GIVEN TEXT:
* * * * * * *
A recent study by Facy et al., conducted on a swine model, reported that increased intra-abdominal pressure when applying the closed HIPEC technique resulted in tachycardia, a decrease in blood pressure despite more aggressive fluid resuscitation, and an increase in ventilation pressure [6].

Intraoperative parameters may be associated with postoperative outcome, in terms of morbidity and mortality, as demonstrated by a previous study conducted by our team [7]. However, these parameters do not correspond with long-term survival outcomes.

Postoperative ICU admission is often considered protocol after cytoreductive surgery and HIPEC, mainly due to the need for haemodynamic surveillance and stabilization after this major operation. However, it was recently reported that there was no difference in the rate and degree of complications observed in patients who were admitted to the ICU, noting that ICU admission should not be standardized but should be based on individual patient characteristics [8].

Most frequent complications of the open technique, as identified by a previous study by our team, were pulmonary complications, gastrointestinal fistulae, haematologic toxicity, and postoperative haemorrhage [9].

4.2. Efficacy

A comparative study between the two techniques by Ortega-Deballon et al., conducted on an animal model, identified that good thermal homogeneity was reached with both techniques; however better chemotherapeutic absorption and tissue uptake were achieved with the open technique [10].

Even with the application of high pressure with the closed technique, hypothesized to increase drug tissue penetration, the open technique still seems to attain better intraperitoneal distribution and enhanced tissue uptake [6].
* * * * * * *
TASK INSTRUCTIONS:
A: According to the passage on HIPEC techniques, why is postoperative ICU admission often treated as protocol after cytoreductive surgery and HIPEC?
B: Carry on the passage comparing open and closed HIPEC techniques, starting right after its final sentence.

DATA:
* * * * * * *
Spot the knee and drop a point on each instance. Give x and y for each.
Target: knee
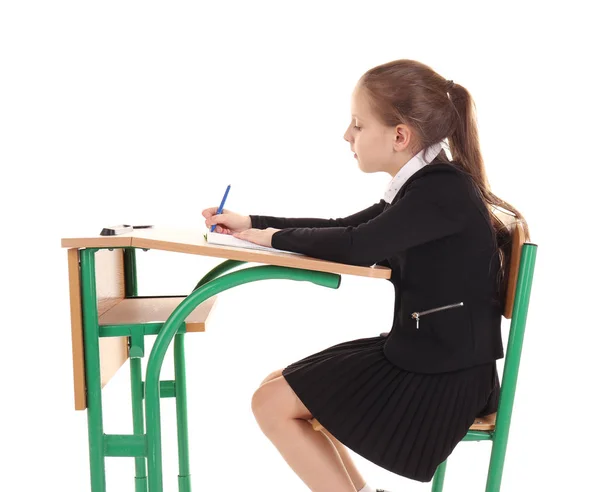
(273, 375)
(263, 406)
* * * * * * *
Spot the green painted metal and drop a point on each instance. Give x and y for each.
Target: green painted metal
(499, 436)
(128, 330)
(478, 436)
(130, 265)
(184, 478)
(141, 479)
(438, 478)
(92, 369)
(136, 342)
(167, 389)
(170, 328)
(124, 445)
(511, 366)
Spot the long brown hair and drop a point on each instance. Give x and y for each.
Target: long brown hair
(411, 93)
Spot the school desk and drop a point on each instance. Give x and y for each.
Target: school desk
* * * * * * *
TASK RESPONSES:
A: ICU admission is often treated as protocol mainly because patients need haemodynamic surveillance and stabilization after this major operation.

B:
The same team had previously reported a combined technique of closed HIPEC with open abdomen, utilizing a latex wall expander and a hand-access port (similar to those used in laparoscopic surgery), in an attempt to minimize personnel exposure to the chemoperfusate [11].

4.3. Personnel Safety

The issue of personnel safety arises with the administration of HIPEC, especially when implementing the open technique, as exposure to chemotherapeutics may result in toxic and possibly mutagenic effects on the surgical team.

Recently, it has been reported that no platinum was detected in the internal aspect of surgical gloves with neither the closed nor the open method of intraperitoneal delivery of oxaliplatin [6].

A previous study evaluated the risk of exposure to platinum in members of the surgical team and demonstrated minimal concentration in the blood and urine of the personnel, below safety threshold [12].

This suggests that, with either method, HIPEC is safe for the operating theatre personnel, given that standard protective measures are taken.

4.4. Laparoscopic HIPEC

A most novel method of administrating intraperitoneal chemotherapy is the laparoscopic approach [13]. In terms of efficacy, an animal study demonstrated increased drug perfusion with the laparoscopic technique [14]. Two recent cohorts of patients treated with laparoscopic cytoreductive surgery and HIPEC versus laparotomy presented no significant differences in postoperative morbidity and mortality between the two approaches, identifying laparoscopic HIPEC as a safe and efficient alternative [15, 16].

The consensus statement issued by the Peritoneal Surface Oncology Group International after the meeting in Milan in 2006 reached the conclusion that the best technique to deliver HIPEC is the open one, without sufficient evidence in the literature to prove the superiority of one technique over the other regarding outcome, morbidity, and personnel safety [17, 18].

5. Conclusion

Both the open and the closed abdomen technique are safe and efficient methods of HIPEC delivery in the treatment of peritoneal carcinomatosis, causing no significant haemodynamic disturbances, and are of equal morbidity and mortality. However, the more stable conditions ensured by the closed technique make it more appropriate for frail patients.

Conflict of Interests

The authors declare that there is no conflict of interests regarding the publication of this paper.